Please report every line of the items below that contains the word "tree", copying each one in full. Matching is case-sensitive.

Dataset:
═══
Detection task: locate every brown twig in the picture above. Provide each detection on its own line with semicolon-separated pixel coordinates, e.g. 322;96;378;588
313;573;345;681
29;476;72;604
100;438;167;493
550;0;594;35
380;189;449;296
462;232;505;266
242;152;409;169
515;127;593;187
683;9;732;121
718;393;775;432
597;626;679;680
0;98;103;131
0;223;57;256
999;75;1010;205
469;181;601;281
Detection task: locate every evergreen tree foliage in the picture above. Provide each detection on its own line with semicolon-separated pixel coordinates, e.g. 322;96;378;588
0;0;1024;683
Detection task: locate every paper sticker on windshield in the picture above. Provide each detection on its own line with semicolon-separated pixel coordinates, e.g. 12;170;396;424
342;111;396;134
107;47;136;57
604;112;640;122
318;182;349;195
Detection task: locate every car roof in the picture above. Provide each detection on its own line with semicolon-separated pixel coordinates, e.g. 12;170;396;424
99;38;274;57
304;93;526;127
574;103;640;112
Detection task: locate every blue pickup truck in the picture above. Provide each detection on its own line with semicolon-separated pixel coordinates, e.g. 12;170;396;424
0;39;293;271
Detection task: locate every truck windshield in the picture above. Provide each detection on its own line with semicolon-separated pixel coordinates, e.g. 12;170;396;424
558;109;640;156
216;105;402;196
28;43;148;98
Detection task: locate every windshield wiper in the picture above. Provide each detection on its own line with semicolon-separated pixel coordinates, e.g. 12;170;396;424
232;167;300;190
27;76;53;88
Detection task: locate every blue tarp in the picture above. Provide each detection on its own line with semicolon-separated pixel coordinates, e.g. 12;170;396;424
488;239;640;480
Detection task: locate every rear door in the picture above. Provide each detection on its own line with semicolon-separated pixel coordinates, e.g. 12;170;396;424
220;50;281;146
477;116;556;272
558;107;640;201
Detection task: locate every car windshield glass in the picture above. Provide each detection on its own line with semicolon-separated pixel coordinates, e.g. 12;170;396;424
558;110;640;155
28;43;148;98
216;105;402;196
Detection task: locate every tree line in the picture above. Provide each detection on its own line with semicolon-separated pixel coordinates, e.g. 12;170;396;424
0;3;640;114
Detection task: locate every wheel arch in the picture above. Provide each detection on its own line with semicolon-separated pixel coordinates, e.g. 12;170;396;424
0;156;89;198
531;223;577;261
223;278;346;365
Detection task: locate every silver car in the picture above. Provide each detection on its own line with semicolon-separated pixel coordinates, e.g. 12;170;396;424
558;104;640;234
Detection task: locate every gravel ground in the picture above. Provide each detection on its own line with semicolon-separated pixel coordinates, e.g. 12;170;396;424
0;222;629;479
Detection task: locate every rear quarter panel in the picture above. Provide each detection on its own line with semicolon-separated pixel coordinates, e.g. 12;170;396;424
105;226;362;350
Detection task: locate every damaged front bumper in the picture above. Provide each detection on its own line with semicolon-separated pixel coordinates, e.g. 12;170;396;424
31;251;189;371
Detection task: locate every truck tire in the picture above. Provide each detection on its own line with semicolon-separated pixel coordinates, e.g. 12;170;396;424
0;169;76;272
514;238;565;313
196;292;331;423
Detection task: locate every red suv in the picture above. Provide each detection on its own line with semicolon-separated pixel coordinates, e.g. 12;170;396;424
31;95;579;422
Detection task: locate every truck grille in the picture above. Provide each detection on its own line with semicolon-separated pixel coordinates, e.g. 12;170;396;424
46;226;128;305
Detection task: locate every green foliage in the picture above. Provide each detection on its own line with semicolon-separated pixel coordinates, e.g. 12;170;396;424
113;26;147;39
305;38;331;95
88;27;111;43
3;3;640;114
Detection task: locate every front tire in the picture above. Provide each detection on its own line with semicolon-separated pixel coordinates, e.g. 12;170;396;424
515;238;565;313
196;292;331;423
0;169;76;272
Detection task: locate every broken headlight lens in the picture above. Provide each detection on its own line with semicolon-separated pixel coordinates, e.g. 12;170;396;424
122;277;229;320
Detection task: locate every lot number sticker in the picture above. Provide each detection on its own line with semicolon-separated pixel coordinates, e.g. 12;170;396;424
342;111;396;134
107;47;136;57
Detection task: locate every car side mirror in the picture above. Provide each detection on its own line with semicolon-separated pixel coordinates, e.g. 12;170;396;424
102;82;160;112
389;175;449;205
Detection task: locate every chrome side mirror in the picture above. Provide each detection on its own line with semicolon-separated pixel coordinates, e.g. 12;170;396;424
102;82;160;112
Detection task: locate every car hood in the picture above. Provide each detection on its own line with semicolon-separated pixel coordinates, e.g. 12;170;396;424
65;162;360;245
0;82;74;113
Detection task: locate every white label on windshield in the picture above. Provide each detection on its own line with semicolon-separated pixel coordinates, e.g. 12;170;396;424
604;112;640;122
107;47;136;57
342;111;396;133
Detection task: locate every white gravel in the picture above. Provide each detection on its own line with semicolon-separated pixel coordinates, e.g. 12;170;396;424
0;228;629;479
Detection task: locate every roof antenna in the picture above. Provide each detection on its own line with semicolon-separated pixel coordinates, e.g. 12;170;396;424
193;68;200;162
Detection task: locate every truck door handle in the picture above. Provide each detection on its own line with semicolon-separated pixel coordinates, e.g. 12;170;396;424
═══
Output for this exercise:
Detection task: locate every evergreen tree foliage in the picture above. Provide each detection on its own line with semicolon-separated pixel coordinates, e.g. 322;96;378;588
Detection task: locate every tree line in the picture above. Provide each detection on its own line with semicolon-separated pixel coordinates, e.g. 12;170;396;424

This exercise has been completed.